# WHAT THE TASK ASKS
Extract the lines from the first one in the records below through the line containing "box: [190, 194, 212, 202]", keeping both ends and leaving out any pictures.

# Segmentation mask data
════════
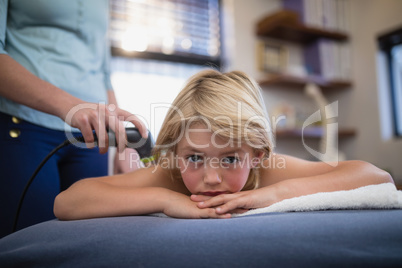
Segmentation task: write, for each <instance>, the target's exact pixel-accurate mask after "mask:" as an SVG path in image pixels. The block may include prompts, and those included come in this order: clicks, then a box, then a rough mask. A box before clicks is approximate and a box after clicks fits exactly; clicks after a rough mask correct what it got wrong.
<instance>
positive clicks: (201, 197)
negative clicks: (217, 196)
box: [190, 194, 212, 202]
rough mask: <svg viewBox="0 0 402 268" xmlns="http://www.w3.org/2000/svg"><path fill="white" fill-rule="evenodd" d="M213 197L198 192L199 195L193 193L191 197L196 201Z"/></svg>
mask: <svg viewBox="0 0 402 268" xmlns="http://www.w3.org/2000/svg"><path fill="white" fill-rule="evenodd" d="M211 198H212V197H211V196H206V195H200V194H198V195H195V194H193V195H191V196H190V199H191V200H192V201H194V202H204V201H207V200H209V199H211Z"/></svg>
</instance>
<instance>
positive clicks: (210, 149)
mask: <svg viewBox="0 0 402 268" xmlns="http://www.w3.org/2000/svg"><path fill="white" fill-rule="evenodd" d="M271 134H272V133H271V130H270V126H269V121H268V117H267V115H266V111H265V106H264V103H263V99H262V96H261V92H260V88H259V86H258V85H257V84H256V83H255V82H254V81H253V80H252V79H251V78H250V77H248V76H247V75H246V74H244V73H242V72H237V71H235V72H229V73H220V72H218V71H214V70H207V71H202V72H200V73H198V74H196V75H194V76H193V77H192V78H190V80H189V81H188V83H187V85H186V86H185V87H184V88H183V90H182V91H181V92H180V93H179V95H178V96H177V97H176V99H175V101H174V102H173V104H172V108H171V109H170V110H169V112H168V114H167V116H166V118H165V121H164V123H163V125H162V128H161V131H160V134H159V136H158V138H157V141H156V146H155V151H154V155H155V156H156V161H155V163H154V164H153V165H151V166H149V167H147V168H142V169H139V170H136V171H134V172H131V173H126V174H121V175H114V176H108V177H99V178H88V179H83V180H81V181H78V182H76V183H75V184H73V185H72V186H71V187H70V188H69V189H67V190H65V191H64V192H62V193H60V194H59V195H58V196H57V197H56V200H55V203H54V213H55V215H56V217H57V218H59V219H61V220H75V219H86V218H97V217H110V216H125V215H142V214H149V213H157V212H163V213H165V214H166V215H168V216H171V217H176V218H230V217H231V214H232V213H242V212H245V211H247V210H249V209H254V208H262V207H267V206H269V205H271V204H274V203H276V202H279V201H281V200H284V199H288V198H292V197H297V196H302V195H307V194H313V193H317V192H332V191H339V190H349V189H355V188H358V187H361V186H365V185H370V184H380V183H385V182H393V180H392V178H391V176H390V175H389V174H388V173H386V172H384V171H383V170H381V169H379V168H377V167H375V166H373V165H371V164H369V163H366V162H362V161H344V162H339V163H338V164H337V165H335V164H334V165H329V164H327V163H324V162H310V161H306V160H302V159H298V158H295V157H291V156H287V155H279V154H274V153H273V141H272V136H271Z"/></svg>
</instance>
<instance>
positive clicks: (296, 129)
mask: <svg viewBox="0 0 402 268" xmlns="http://www.w3.org/2000/svg"><path fill="white" fill-rule="evenodd" d="M322 134H323V129H322V128H321V127H308V128H305V129H304V132H303V136H304V137H305V138H316V139H317V138H321V137H322ZM275 136H276V137H277V138H301V136H302V130H301V129H281V130H276V133H275ZM354 136H356V130H354V129H340V130H339V135H338V137H339V138H348V137H354Z"/></svg>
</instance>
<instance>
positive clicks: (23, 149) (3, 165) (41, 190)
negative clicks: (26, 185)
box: [0, 113, 108, 238]
mask: <svg viewBox="0 0 402 268" xmlns="http://www.w3.org/2000/svg"><path fill="white" fill-rule="evenodd" d="M74 135H76V136H77V135H80V133H77V134H74ZM66 139H67V138H66V134H65V132H64V131H57V130H51V129H47V128H43V127H40V126H37V125H34V124H31V123H28V122H25V121H22V120H18V119H16V118H13V117H12V116H10V115H7V114H4V113H0V238H1V237H3V236H5V235H7V234H9V233H11V231H12V227H13V222H14V218H15V216H16V211H17V206H18V202H19V200H20V197H21V194H22V191H23V189H24V187H25V185H26V183H27V181H28V180H29V178H30V177H31V175H32V174H33V172H34V171H35V169H36V167H37V166H38V165H39V164H40V163H41V162H42V160H43V159H44V158H45V157H46V156H47V155H48V154H49V153H50V152H51V151H52V150H53V149H54V148H55V147H56V146H58V145H60V144H61V143H62V142H63V141H65V140H66ZM107 165H108V156H107V154H103V155H101V154H99V151H98V148H95V149H85V148H84V149H83V148H78V147H76V146H74V145H68V146H66V147H64V148H62V149H60V150H59V151H58V152H57V153H56V154H55V155H53V156H52V157H51V158H50V159H49V160H48V161H47V162H46V164H45V165H44V166H43V167H42V169H41V170H40V172H39V173H38V174H37V176H36V177H35V180H34V181H33V183H32V184H31V186H30V188H29V190H28V192H27V194H26V196H25V199H24V202H23V205H22V208H21V211H20V215H19V220H18V225H17V229H22V228H25V227H28V226H30V225H33V224H36V223H39V222H43V221H47V220H50V219H54V218H55V216H54V214H53V202H54V198H55V197H56V195H57V194H58V193H59V192H60V191H63V190H65V189H67V188H68V187H69V186H70V185H71V184H73V183H74V182H76V181H78V180H80V179H83V178H88V177H98V176H105V175H107V169H108V167H107Z"/></svg>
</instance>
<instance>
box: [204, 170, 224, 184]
mask: <svg viewBox="0 0 402 268" xmlns="http://www.w3.org/2000/svg"><path fill="white" fill-rule="evenodd" d="M221 182H222V179H221V177H220V176H219V172H218V170H217V168H213V167H206V168H205V173H204V183H206V184H209V185H216V184H219V183H221Z"/></svg>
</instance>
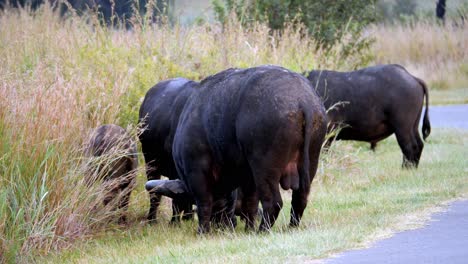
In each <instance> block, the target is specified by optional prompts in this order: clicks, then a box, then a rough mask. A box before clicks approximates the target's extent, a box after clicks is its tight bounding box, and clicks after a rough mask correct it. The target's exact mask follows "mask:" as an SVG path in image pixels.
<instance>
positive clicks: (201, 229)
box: [197, 194, 213, 234]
════════
# THE COMPLETED TASK
Segmentation task: write, for each <instance>, the target's exact pixel-accurate mask after "mask:" as an SVG path in image pixels. The block may include prompts, and those included come in this order: clicks, then a box, then a rough mask. A box before clicks is approximate and a box after clicks fits exactly; clicks after a rough mask correct what it got wrong.
<instance>
positive clicks: (201, 197)
negative clicks: (217, 196)
box: [190, 194, 212, 202]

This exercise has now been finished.